Source text.
^^^^^^^^

In the Deep Deuce district, the city’s first Aloft is set to open this month. In March, Tulsa hotelier Paul Coury opened one of his signature Ambassador properties in Midtown.
Both are upscale hotels that cater to leisure travelers who want more than a bed, a cheese Danish and a cup of coffee in the morning. Both add rooms to the downtown inventory, but Michael Carrier, president of the Oklahoma City Convention and Visitors Bureau, said the area still needs larger hotels to meet demand.
In recent years, new hotels have continued to spring up downtown, but as more conventions, meetings and sporting events are held in the area, many hotels in the central business district are often filled to capacity.
In the first two months of 2014, Carrier said Oklahoma City bested the national average for hotel occupancy in a traditionally sluggish time. Hotel occupancy around the nation was at 56 percent. Oklahoma City as a whole was at 58.4 occupancy during that period. In downtown alone, occupancy was in excess of 72 percent during January and February.
“We’re outpacing the national average,” Carrier said.
Although Ambassador Hotel Midtown is in the boundaries of downtown, Carrier said he typically considers downtown hotels as the ones within a half mile ring of Chesapeake Energy Arena and Cox Convention Center.
But he said the Ambassador is a welcome addition. He uses that parameter when working to lure groups that will use the convention facilities and often have attendees moving about on foot.
Carrier said there are currently 2,059 total rooms downtown, the Ambassador and Aloft hotels included. When a Holiday Inn Express opens in Bricktown later this year, that room count will climb to 2,183.
Carrier said downtown needs larger hotels and the city as a whole needs more full-service hotels that offer large meeting spaces, room service and restaurants that serve three meals a day.
“The major challenge we have is a lack of meeting space,” he said. “We have 152 hotels in Oklahoma City. Of that number, only 12-15 are full-service hotels.”
In November 2012, Coury brought his plans for the hotel to the Downtown Design Review Committee.
He sought to renovate a long- vacant medical office building at 1200 N. Walker Ave. The Osler building was constructed in three phases. The first three floors were built in 1928, three more were added in 1929 and a partial seventh floor was added in 1949.
Although based in Tulsa, Coury was no stranger to Oklahoma City. He developed and opened Colcord Hotel, 15 N. Robinson Ave., in the old Colcord office building and later sold it to Devon Energy Corp
He chose to brand the hotel with his Ambassador nameplate, rather than the building’s name as he had done with the Colcord, he said. Coury has other Ambassdor properties in Tulsa, Wichita and Kansas City.
The Oklahoma City location includes 54 rooms and six different room configurations.
“It’s a really nice property,” Carrier said.
The 134-room Aloft Oklahoma City Downtown-Bricktown is set to open April 17 at 209 N. Walnut Ave. The hotel, a part of high-end chain W Hotels, is the first Aloft in Oklahoma City. The developer and owner is Jim Thompson.
It is the first hotel in Deep Deuce, and the brand-new building sits on a bluff with sweeping views of Bricktown and downtown. Thompson said he hopes to lure business and leisure travelers and provide a hotel option for residents of nearby apartments to house their visiting friends and family.
It will include the brand’s signature w xyz bar and restaurant, as well as a rooftop dining terrace.
Anthony McDermid, lead designer on the project and principal at TAP Architecture, said the brand allows owners to customize the hotel interiors to their specific tastes.

^^^^^^^^

Assigned task 1.
According to the article on downtown Oklahoma City hotels, what was downtown hotel occupancy during January and February 2014?
Assigned task 2.
Rewrite the hotel article from "In the Deep" to "to meet demand.", changing "cheese Danish" to "blueberry muffin".

Stored data entries
^^^^^^^^

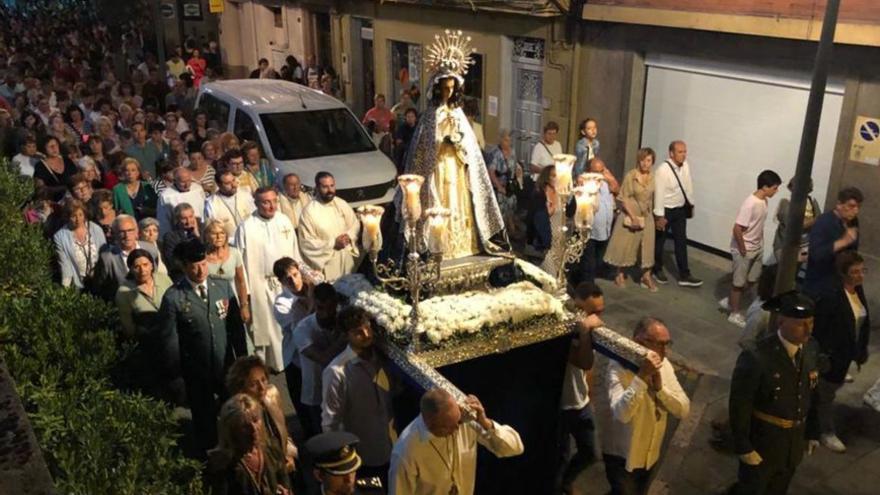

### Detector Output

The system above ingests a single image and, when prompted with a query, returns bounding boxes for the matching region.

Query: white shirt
[12,153,39,177]
[156,185,205,238]
[388,415,523,495]
[273,287,308,368]
[321,346,397,466]
[730,194,767,253]
[529,141,562,180]
[603,359,690,472]
[293,314,324,406]
[654,160,696,217]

^^^^^^^^

Answer area 1.
In excess of 72 percent.

Answer area 2.
In the Deep Deuce district, the city’s first Aloft is set to open this month. In March, Tulsa hotelier Paul Coury opened one of his signature Ambassador properties in Midtown.
Both are upscale hotels that cater to leisure travelers who want more than a bed, a blueberry muffin and a cup of coffee in the morning. Both add rooms to the downtown inventory, but Michael Carrier, president of the Oklahoma City Convention and Visitors Bureau, said the area still needs larger hotels to meet demand.